[START Information supplied]

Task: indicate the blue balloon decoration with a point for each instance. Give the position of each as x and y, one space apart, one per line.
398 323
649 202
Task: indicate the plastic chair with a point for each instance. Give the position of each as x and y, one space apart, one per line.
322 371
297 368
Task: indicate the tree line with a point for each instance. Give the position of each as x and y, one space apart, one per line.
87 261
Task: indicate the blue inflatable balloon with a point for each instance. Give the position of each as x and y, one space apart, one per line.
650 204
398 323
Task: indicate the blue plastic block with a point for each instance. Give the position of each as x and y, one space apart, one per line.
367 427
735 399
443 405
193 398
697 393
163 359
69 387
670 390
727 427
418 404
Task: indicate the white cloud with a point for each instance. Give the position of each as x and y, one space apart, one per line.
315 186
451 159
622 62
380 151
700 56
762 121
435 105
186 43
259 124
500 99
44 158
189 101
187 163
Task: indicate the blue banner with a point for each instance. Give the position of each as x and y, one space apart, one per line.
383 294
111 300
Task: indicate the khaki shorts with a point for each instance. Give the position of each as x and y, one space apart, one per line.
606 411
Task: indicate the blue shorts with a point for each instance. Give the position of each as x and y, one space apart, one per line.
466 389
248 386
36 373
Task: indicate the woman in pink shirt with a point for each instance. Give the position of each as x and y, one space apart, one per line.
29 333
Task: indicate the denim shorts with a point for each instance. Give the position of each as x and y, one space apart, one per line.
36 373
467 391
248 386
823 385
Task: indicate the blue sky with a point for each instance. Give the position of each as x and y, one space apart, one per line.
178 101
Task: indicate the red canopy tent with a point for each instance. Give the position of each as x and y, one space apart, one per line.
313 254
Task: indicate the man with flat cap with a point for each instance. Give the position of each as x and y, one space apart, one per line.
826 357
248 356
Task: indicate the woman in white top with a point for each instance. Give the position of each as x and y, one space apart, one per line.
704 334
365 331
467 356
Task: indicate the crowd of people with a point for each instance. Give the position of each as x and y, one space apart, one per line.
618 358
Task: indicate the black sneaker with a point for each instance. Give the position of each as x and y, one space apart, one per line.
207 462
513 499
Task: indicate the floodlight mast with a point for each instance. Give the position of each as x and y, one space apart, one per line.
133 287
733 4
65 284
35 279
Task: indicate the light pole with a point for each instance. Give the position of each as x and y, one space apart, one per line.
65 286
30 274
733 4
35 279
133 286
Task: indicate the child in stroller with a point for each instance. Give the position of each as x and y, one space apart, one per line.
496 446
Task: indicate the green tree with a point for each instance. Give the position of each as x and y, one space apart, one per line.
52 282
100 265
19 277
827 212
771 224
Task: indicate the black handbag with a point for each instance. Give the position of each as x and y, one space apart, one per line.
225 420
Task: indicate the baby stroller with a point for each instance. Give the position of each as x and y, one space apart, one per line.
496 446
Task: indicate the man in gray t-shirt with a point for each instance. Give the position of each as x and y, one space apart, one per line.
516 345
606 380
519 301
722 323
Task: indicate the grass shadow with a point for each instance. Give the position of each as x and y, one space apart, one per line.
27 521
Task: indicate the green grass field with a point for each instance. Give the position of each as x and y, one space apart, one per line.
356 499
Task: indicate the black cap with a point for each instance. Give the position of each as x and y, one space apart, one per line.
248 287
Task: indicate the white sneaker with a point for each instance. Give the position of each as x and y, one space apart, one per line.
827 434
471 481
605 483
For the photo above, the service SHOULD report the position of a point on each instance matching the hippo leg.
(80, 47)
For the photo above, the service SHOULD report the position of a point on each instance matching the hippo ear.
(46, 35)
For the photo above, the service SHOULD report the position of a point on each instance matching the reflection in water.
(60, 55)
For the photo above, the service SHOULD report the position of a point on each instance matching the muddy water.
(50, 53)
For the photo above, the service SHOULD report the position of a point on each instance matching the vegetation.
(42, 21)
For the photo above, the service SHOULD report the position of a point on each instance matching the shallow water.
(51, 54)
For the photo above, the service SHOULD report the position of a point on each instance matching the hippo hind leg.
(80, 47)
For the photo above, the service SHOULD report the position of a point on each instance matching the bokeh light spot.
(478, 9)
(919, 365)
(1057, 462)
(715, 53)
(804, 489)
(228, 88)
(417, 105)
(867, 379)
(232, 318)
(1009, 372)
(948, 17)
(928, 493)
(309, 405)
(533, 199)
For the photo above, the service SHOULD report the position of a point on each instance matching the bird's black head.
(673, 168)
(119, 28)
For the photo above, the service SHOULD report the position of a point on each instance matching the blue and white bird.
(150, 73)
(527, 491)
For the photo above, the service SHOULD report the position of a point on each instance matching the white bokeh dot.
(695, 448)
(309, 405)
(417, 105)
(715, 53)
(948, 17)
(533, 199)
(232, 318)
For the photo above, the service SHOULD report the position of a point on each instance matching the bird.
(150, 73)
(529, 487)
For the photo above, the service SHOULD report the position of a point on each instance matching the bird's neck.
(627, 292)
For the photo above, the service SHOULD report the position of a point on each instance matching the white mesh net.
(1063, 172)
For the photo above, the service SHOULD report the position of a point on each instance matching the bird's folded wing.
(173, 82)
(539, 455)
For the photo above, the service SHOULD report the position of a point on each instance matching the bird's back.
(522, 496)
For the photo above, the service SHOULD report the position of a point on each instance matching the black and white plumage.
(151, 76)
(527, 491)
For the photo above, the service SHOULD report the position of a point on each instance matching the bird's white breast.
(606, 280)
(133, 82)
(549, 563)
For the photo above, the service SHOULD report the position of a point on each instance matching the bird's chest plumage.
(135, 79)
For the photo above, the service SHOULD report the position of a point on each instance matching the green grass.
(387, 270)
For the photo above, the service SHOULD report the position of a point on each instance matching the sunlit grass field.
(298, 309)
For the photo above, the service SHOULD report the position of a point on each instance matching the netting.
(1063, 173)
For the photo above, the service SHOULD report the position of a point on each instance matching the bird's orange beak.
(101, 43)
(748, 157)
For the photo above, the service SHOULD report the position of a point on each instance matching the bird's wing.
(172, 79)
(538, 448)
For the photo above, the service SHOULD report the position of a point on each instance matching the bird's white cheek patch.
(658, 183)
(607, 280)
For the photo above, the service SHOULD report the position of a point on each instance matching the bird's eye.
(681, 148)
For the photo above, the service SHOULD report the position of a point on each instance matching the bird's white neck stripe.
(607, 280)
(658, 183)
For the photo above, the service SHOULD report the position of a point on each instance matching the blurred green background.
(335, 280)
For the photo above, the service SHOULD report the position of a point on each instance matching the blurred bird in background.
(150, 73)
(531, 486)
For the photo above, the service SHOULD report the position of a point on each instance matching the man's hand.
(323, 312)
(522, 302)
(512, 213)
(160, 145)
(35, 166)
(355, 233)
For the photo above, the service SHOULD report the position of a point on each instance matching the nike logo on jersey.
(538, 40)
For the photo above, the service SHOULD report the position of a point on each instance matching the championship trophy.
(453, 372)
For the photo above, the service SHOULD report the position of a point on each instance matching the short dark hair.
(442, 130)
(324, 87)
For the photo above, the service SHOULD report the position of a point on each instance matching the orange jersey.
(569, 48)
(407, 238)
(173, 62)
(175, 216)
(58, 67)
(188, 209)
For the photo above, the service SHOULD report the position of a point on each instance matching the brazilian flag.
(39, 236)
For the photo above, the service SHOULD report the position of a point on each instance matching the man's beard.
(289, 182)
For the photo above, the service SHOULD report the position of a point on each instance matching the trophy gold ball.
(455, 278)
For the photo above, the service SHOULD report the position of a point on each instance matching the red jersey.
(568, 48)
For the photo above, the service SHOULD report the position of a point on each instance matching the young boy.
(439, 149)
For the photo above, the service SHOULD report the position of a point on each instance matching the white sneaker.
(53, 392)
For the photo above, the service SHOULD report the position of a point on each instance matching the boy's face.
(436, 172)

[END Information supplied]

▸ Task to complete
Quote every line from the line containing "the bird's eye." through the closing line of the listing, including both.

▸ Correct output
For the photo above, the service SHOULD report the position of a point on each instance matching the bird's eye.
(681, 148)
For the photo above, the service SHOULD report the position of a point on each instance matching the bird's white neck stripe.
(607, 280)
(658, 183)
For the photo above, the service SHOULD report the position of a point on each instance matching the blurred green background.
(335, 280)
For the photo above, the service SHOULD report the position of a point on each instance matching the blurred bird in background.
(150, 73)
(531, 486)
For the photo above, the service SHOULD report the position of a point on each instance matching the man's hand.
(323, 312)
(522, 302)
(512, 213)
(160, 145)
(35, 166)
(355, 233)
For the photo above, the service SHOULD report the position of a point on each instance matching the nike logo on jersey.
(538, 40)
For the photo above, the service SHOULD report the position of a point on each instance matching the championship trophy.
(453, 372)
For the photo above, the service SHOULD report the position of a point on each instance matching the short dark hair.
(442, 130)
(324, 87)
For the photo above, the service SHOULD report the position of a point on each instance matching the orange jersey.
(569, 48)
(407, 238)
(173, 62)
(175, 216)
(58, 67)
(188, 209)
For the photo above, the service SHOULD report the position of a point on each instance matching the brazilian flag.
(39, 236)
For the photo above, the service SHOULD report the position of a point on each instance matching the man's beard.
(289, 182)
For the photo above, the service SHOULD report the position of a point on each instance matching the trophy gold ball.
(455, 278)
For the photo above, the service SHOULD report the position of a point on each instance matching the red jersey.
(568, 48)
For the photo above, the service SHOULD report the position of a point on each instance matching the young boy.
(439, 149)
For the photo above, the service SHOULD report the position of a point on each instance matching the white sneaker.
(53, 392)
For the photo above, the service SHOULD report the position of a point on each instance matching the boy's face.
(436, 172)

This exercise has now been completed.